--- START OF EXTRACT TO READ ---

Lesson 43 of 50 advanced

Graphs — Connecting the Dots

Explore the data structure that models friendships, maps, networks, and so much more!

Open interactive version (quiz + challenge)

Real-world analogy

Imagine a map of cities connected by roads. Each city is a dot (we call it a node or vertex), and each road is a line connecting two dots (we call it an edge). Some roads are one-way streets (directed edges) and some go both ways (undirected edges). A graph is just this: dots and lines! Your social media friends list is a graph — you are a dot, your friends are dots, and friendships are the lines connecting you. Once you see the world as a graph, you see graphs literally everywhere!

What is it?

A graph is a data structure consisting of nodes (vertices) connected by edges. It is used to model relationships and connections between objects. Graphs can be directed or undirected, weighted or unweighted. BFS and DFS are the two fundamental algorithms for traversing graphs, and they form the basis of almost all graph algorithms in competitive programming.

Real-world relevance

Graphs are everywhere in the real world! Google Maps uses graphs where cities are nodes and roads are edges to find the shortest route. Social networks like Facebook and Instagram are giant graphs where users are nodes and connections are edges. The internet itself is a graph of web pages connected by hyperlinks. Even your brain is a graph — neurons connected by synapses!

Key points

What is a Graph? — A graph is a collection of nodes (also called vertices) connected by edges. Think of nodes as cities and edges as roads between them. Graphs can represent anything with connections: friendships on social media, web pages linked together, cities connected by flights, or even moves in a chess game. They are one of the most important data structures in all of computer science!
Directed vs Undirected Graphs — In an undirected graph, edges go both ways — like a two-way road. If city A connects to city B, then B also connects to A. In a directed graph, edges have a direction — like a one-way street. A might connect to B, but B might not connect back to A. Twitter follows are directed (you can follow someone who does not follow you back). Facebook friendships are undirected (if you are friends, it goes both ways).
How to Store a Graph — Adjacency List — The most common way to store a graph in competitive programming is an adjacency list. For each node, you keep a list of its neighbors. In C++, we use vector> adj(n). If there is an edge from node 1 to node 3, we add 3 to adj[1]. For undirected graphs, we add both directions: adj[1].push_back(3) AND adj[3].push_back(1). This is memory-efficient and fast to traverse!
BFS — Breadth-First Search — BFS explores a graph level by level, like ripples spreading in a pond. Start at a node, visit all its direct neighbors first, then their neighbors, and so on. BFS uses a queue (FIFO) to keep track of which node to visit next. BFS is perfect for finding the shortest path in an unweighted graph because it always explores closer nodes before farther ones!

--- END OF EXTRACT TO READ ---

JOB: Pick up the graphs lesson after its final sentence and keep writing.

--- START OF STORED ROWS ---

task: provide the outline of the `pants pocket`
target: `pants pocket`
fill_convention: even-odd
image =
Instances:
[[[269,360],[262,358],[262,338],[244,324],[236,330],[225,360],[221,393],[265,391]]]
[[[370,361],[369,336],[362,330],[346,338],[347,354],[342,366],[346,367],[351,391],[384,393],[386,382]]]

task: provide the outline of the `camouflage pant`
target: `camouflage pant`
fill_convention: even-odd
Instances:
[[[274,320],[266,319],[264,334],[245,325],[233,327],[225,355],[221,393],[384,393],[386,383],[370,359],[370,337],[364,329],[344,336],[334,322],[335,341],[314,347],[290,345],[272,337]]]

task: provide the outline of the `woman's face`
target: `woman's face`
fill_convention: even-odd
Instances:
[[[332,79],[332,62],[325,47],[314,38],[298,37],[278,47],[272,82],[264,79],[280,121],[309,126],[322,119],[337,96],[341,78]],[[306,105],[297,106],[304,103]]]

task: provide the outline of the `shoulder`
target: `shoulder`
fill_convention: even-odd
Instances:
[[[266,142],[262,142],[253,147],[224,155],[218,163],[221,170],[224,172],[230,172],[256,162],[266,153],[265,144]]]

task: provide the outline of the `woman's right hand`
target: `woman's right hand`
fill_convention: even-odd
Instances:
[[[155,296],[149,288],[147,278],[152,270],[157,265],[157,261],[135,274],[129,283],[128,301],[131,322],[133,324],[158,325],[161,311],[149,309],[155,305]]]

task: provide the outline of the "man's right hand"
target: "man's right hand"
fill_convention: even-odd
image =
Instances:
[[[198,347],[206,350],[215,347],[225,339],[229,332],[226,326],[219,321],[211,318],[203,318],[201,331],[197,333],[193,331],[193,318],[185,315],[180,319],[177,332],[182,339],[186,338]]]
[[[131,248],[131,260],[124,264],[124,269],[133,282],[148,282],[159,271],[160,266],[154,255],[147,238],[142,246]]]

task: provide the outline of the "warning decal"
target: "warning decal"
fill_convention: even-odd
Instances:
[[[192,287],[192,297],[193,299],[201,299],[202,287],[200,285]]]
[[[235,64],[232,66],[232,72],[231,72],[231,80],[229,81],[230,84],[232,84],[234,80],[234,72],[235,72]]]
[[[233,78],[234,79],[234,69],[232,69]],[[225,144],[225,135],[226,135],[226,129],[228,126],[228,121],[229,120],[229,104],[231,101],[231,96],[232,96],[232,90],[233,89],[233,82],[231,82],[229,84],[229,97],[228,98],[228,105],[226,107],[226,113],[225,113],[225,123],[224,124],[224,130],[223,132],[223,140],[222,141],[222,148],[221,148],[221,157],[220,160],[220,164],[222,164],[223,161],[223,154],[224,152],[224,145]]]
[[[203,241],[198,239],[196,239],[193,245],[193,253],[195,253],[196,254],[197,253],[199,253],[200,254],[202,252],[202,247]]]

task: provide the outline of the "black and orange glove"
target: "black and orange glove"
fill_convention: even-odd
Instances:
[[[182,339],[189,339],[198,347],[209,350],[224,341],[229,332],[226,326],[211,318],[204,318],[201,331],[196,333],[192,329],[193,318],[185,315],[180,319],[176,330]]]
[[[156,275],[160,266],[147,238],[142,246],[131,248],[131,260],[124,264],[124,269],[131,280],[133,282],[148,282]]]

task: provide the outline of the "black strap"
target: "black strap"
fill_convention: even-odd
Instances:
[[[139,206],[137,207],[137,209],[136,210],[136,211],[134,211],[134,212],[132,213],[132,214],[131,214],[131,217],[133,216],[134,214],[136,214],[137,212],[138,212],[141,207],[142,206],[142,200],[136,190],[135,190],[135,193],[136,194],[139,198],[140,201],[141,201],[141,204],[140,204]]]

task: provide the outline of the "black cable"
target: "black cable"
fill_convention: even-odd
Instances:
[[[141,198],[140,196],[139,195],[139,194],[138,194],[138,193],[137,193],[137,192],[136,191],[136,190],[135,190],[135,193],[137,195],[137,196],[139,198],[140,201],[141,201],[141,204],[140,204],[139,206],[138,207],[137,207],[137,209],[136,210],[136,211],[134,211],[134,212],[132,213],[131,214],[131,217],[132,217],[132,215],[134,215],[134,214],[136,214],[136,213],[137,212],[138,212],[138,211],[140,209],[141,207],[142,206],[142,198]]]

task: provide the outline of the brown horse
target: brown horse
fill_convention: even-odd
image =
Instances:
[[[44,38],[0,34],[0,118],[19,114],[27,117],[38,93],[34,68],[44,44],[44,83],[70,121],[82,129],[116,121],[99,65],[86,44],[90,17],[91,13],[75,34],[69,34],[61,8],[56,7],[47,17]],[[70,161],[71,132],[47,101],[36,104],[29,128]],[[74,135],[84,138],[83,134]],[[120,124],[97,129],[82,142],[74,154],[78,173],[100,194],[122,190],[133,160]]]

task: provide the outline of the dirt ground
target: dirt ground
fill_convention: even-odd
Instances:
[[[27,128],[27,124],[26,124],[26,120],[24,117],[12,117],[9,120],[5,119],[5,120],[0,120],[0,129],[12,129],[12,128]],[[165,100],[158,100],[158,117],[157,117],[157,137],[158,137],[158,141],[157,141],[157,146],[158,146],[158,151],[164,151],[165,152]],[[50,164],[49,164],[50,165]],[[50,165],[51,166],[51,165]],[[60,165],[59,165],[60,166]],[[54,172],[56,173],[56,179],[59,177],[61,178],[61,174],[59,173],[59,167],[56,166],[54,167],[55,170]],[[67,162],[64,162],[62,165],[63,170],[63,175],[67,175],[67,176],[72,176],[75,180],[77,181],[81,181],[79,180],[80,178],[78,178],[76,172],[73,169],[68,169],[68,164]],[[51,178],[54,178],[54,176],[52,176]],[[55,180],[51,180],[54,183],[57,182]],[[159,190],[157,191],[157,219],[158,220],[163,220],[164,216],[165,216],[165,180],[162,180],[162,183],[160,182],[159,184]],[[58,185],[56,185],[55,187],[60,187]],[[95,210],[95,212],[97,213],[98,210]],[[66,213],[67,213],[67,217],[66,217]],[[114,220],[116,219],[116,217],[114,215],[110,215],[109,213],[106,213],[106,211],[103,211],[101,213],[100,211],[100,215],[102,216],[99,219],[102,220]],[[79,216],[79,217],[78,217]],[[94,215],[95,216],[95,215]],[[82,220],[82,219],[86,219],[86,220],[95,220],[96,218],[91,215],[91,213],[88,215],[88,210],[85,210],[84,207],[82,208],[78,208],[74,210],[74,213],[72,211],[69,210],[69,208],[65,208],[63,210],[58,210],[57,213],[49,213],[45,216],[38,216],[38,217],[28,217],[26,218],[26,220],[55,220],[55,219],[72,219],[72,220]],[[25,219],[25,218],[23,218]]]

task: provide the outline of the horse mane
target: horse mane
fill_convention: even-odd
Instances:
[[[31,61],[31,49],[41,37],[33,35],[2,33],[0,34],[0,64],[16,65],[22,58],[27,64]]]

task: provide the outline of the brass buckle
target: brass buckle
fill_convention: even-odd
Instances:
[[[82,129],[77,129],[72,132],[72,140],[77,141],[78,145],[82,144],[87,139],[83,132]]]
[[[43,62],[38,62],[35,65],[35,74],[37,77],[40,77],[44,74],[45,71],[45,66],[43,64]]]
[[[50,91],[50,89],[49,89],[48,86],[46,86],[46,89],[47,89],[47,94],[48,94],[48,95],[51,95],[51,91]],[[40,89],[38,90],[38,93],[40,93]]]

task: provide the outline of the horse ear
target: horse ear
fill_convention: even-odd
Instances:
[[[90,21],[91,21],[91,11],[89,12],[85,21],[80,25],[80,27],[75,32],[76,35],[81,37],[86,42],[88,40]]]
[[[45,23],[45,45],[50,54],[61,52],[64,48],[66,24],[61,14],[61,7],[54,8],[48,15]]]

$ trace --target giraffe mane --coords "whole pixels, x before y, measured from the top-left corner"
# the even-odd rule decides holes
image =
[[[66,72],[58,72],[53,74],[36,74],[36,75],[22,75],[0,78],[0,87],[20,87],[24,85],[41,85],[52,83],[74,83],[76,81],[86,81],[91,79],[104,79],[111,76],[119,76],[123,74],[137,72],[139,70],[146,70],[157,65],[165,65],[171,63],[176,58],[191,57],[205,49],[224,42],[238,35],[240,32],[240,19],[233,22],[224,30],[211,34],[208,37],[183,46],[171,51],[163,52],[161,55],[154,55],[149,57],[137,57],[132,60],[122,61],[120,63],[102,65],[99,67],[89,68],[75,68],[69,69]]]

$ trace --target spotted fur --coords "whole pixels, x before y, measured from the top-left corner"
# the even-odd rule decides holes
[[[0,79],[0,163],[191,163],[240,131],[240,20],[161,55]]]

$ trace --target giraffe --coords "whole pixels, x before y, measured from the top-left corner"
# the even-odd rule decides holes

--- END OF STORED ROWS ---

REPLY TO THE TASK:
DFS — Depth-First Search — DFS explores a graph by going as deep as possible before backtracking, like exploring a maze by always turning left until you hit a dead end. DFS uses a stack (or recursion, which uses the call stack). DFS is great for detecting cycles, finding connected components, and topological sorting. It is the explorer who goes all the way to the end of one path before trying another.
BFS vs DFS — When to Use Each — Use BFS when you need the shortest path in an unweighted graph, or when you need to explore nodes level by level. Use DFS when you need to explore all paths, detect cycles, or do topological sorting. In competitive programming, BFS is used for shortest paths and DFS is used for connectivity and cycle detection. Both visit every node and edge exactly once, running in O(V + E) time.
Connected Components — A connected component is a group of nodes where you can reach any node from any other node in the group. Think of it as an island — everyone on the island can reach each other, but cannot reach people on other islands. To find all connected components, run BFS or DFS from each unvisited node. Each run finds one complete component. The number of runs equals the number of components!
Graph Vocabulary You Need to Know — Degree: the number of edges connected to a node. Path: a sequence of edges connecting two nodes. Cycle: a path that starts and ends at the same node. Tree: a connected graph with no cycles (N nodes, N-1 edges). Weighted graph: edges have numbers (distances or costs). These terms appear in almost every graph problem, so memorize them!
Graphs in Competitive Programming — Graphs are HUGE in CP — about 30% of contest problems involve graphs! Common graph problems include: shortest path (BFS, Dijkstra), cycle detection (DFS), minimum spanning tree (Kruskal, Prim), topological sorting (DFS on directed acyclic graphs), and flood fill (BFS/DFS on grids). Start with BFS and DFS — they are the foundation for everything else!

Code example

#include <bits/stdc++.h>
using namespace std;

// BFS — visits nodes level by level (closest first)
void bfs(int start, vector<vector<int>>& adj, int n) {
    vector<int> dist(n + 1, -1);   // -1 means not yet visited
    queue<int> q;

    dist[start] = 0;               // Starting node is 0 steps away
    q.push(start);

    cout << "BFS order: ";
    while (!q.empty()) {
        int node = q.front();      // Take the next node in line
        q.pop();
        cout << node << " ";

        for (int nb : adj[node]) { // Check each neighbor
            if (dist[nb] == -1) {  // Only visit if not seen before
                dist[nb] = dist[node] + 1;  // One step farther
                q.push(nb);
            }
        }
    }
    cout << "\n";
}

// DFS — goes as deep as possible before backtracking
void dfs(int node, vector<vector<int>>& adj, vector<bool>& visited) {
    visited[node] = true;          // Mark this node as seen
    cout << node << " ";

    for (int nb : adj[node]) {     // Try each neighbor
        if (!visited[nb]) {        // If not yet visited
            dfs(nb, adj, visited); // Go deeper!
        }
    }
}

int main() {
    ios_base::sync_with_stdio(false);
    cin.tie(NULL);

    int n = 5;                              // 5 nodes in our graph
    vector<vector<int>> adj(n + 1);         // Adjacency list (1-indexed)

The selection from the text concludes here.